PROBLEM DESCRIPTION
From the entries that follow, pick out all lines holding "target".

Saved data entries:
•••••
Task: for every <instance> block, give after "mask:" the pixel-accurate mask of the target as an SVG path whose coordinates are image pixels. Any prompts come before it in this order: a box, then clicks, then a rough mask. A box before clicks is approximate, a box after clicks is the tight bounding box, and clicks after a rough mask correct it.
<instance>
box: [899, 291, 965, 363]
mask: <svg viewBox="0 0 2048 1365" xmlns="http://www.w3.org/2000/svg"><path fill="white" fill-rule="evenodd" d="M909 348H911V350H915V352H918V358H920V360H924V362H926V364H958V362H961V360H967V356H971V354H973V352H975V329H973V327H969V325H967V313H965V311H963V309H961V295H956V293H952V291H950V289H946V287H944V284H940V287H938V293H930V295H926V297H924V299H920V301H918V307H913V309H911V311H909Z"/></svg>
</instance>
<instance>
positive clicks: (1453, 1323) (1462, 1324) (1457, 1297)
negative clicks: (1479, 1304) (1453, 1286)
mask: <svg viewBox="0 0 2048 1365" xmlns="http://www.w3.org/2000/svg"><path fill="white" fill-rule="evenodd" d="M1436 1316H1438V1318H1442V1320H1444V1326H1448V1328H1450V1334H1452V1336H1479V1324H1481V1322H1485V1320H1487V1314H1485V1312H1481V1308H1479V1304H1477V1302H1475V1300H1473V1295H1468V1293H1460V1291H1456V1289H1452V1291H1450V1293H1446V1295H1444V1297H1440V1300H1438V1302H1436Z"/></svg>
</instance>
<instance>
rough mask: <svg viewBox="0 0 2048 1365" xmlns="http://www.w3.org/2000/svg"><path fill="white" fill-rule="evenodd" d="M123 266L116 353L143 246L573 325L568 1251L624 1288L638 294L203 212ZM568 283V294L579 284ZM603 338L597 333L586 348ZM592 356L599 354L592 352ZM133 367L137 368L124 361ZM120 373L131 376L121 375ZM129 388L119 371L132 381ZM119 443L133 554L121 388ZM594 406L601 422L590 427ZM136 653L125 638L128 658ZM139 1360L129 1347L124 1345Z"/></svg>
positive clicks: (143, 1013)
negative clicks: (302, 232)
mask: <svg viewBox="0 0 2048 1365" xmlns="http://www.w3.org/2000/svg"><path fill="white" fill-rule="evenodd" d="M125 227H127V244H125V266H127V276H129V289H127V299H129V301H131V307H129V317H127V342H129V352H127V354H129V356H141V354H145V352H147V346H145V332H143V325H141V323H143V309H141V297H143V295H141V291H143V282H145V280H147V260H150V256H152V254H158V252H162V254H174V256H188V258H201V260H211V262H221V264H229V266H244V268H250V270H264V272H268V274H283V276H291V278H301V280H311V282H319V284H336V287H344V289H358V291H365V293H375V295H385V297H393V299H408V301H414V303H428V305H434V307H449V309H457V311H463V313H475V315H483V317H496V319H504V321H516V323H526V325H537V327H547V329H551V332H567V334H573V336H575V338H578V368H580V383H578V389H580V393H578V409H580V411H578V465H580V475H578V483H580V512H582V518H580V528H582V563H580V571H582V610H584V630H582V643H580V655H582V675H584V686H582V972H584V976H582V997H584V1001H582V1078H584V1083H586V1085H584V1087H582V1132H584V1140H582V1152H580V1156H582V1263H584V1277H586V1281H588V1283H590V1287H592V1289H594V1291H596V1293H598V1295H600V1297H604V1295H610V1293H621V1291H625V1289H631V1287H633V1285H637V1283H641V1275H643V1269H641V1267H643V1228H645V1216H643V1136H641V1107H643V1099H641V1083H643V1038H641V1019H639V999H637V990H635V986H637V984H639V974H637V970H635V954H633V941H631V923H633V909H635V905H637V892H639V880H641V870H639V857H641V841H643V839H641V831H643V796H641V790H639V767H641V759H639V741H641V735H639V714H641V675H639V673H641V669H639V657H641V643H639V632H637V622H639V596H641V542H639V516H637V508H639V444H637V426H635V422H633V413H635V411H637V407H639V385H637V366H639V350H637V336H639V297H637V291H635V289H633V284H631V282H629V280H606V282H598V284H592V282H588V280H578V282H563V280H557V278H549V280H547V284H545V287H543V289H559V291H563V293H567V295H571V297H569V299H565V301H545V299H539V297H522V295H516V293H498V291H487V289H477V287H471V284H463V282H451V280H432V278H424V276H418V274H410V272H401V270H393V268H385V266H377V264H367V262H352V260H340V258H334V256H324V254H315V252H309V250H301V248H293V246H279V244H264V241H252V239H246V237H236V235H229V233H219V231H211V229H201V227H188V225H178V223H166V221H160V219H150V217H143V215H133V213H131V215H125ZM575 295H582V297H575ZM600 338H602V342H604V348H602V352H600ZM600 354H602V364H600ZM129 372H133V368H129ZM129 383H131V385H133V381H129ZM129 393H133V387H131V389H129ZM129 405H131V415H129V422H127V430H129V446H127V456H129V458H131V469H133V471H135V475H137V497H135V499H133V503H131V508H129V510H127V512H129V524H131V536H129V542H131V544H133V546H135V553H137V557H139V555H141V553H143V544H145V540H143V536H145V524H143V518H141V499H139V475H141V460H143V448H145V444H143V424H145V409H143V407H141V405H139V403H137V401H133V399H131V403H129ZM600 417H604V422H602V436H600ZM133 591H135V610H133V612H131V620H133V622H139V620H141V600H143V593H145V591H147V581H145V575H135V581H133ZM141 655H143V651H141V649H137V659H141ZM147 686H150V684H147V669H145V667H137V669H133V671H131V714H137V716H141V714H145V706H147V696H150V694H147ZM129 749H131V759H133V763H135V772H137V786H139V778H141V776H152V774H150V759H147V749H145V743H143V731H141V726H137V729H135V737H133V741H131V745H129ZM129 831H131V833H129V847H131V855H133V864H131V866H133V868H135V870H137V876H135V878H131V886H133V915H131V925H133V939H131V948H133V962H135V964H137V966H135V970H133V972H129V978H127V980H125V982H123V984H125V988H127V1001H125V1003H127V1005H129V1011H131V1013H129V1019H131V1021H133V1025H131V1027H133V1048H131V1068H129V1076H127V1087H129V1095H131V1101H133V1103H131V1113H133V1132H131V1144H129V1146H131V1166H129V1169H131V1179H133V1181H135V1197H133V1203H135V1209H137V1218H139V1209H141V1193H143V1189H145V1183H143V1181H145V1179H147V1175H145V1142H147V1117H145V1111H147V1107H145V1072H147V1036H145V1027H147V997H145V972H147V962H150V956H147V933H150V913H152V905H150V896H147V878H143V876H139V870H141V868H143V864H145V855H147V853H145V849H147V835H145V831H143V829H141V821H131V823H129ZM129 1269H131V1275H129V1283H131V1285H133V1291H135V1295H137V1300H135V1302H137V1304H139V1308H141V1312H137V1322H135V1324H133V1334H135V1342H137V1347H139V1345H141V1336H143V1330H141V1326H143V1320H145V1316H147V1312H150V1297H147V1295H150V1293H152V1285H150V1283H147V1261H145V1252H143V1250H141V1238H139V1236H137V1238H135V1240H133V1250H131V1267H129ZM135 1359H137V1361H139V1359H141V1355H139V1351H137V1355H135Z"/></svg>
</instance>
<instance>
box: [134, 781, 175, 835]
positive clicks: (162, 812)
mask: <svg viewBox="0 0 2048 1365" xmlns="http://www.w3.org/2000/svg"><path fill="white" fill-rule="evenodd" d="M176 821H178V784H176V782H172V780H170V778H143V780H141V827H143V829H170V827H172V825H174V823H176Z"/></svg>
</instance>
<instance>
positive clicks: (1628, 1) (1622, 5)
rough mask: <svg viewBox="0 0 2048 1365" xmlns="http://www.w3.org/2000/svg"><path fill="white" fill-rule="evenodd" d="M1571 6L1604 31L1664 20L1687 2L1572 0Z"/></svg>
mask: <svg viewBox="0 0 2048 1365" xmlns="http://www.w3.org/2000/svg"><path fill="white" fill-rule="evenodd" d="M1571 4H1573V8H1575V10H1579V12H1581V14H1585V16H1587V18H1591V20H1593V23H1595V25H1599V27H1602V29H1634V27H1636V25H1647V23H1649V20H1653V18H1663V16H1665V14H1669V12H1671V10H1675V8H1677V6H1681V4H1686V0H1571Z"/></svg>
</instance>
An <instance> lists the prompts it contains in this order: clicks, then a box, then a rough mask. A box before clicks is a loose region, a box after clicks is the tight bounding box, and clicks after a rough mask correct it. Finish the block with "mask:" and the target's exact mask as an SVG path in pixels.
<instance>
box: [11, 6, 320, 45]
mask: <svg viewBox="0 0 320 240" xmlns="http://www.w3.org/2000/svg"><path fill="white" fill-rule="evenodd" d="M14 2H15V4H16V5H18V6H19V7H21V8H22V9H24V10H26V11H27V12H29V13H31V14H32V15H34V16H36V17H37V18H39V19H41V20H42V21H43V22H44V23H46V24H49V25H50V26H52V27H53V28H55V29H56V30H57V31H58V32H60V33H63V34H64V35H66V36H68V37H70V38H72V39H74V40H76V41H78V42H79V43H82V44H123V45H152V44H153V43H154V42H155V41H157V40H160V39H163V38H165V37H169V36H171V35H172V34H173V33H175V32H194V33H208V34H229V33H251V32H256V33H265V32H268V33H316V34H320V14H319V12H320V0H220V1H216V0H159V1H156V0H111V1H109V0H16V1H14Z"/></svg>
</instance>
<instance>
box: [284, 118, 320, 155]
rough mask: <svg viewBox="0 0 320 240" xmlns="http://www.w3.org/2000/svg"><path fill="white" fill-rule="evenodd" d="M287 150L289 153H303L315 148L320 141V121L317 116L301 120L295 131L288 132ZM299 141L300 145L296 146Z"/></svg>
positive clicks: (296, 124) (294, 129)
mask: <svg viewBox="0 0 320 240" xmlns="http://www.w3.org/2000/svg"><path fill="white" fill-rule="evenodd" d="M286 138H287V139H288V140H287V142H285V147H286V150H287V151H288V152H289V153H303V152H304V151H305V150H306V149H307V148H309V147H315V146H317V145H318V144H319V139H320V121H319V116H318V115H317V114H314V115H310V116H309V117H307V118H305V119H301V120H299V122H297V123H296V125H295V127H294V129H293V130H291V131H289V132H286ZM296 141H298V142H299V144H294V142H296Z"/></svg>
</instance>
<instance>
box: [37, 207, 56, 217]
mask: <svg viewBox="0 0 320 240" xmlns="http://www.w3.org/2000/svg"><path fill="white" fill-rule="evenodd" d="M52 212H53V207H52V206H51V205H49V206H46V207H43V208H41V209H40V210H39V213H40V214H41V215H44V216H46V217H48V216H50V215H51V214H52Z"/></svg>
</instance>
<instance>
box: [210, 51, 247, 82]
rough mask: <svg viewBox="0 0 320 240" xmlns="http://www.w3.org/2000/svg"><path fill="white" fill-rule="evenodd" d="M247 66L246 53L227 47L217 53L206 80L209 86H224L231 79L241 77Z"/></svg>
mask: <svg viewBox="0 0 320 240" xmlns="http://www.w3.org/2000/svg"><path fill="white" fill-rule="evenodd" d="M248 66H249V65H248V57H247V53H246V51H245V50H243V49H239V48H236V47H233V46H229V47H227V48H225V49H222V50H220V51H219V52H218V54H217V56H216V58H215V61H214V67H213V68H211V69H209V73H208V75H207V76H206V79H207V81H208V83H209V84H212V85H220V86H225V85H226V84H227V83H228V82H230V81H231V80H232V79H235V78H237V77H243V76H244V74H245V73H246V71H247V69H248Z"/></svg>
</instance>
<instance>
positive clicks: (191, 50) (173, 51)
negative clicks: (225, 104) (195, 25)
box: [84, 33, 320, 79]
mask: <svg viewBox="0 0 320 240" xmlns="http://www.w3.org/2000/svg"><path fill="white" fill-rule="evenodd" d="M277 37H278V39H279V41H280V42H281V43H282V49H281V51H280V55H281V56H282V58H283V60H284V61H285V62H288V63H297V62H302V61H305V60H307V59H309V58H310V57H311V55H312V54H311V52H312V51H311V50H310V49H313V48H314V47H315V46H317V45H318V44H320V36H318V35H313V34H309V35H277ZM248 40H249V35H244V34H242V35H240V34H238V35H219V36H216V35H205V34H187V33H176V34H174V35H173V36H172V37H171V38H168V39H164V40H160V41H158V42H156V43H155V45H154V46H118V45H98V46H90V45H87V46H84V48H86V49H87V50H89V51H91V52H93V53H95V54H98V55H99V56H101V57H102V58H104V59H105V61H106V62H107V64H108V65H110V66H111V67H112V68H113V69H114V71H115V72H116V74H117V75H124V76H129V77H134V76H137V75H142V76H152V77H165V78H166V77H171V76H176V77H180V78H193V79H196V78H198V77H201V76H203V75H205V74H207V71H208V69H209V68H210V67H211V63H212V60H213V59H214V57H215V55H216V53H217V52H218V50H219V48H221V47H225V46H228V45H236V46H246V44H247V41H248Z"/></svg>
•••••
SOLUTION FOR THIS EXERCISE
Task: for every <instance> block, give after "mask:" the pixel-accurate mask of the target as an SVG path whose coordinates are image pixels. Any prompts come before it in this order: a box, then clicks, then a rough mask. A box before clicks is approximate, a box after clicks is the tight bounding box, and clicks after a rough mask correct it.
An <instance> lists the prompts it contains in this order: clicks, then a box, then a rough mask. A box before clicks is a loose region, a box after clicks is the tight bounding box, and clicks after a rough mask correct it. Finish the block with "mask:" and the target's exact mask as an SVG path in pixels.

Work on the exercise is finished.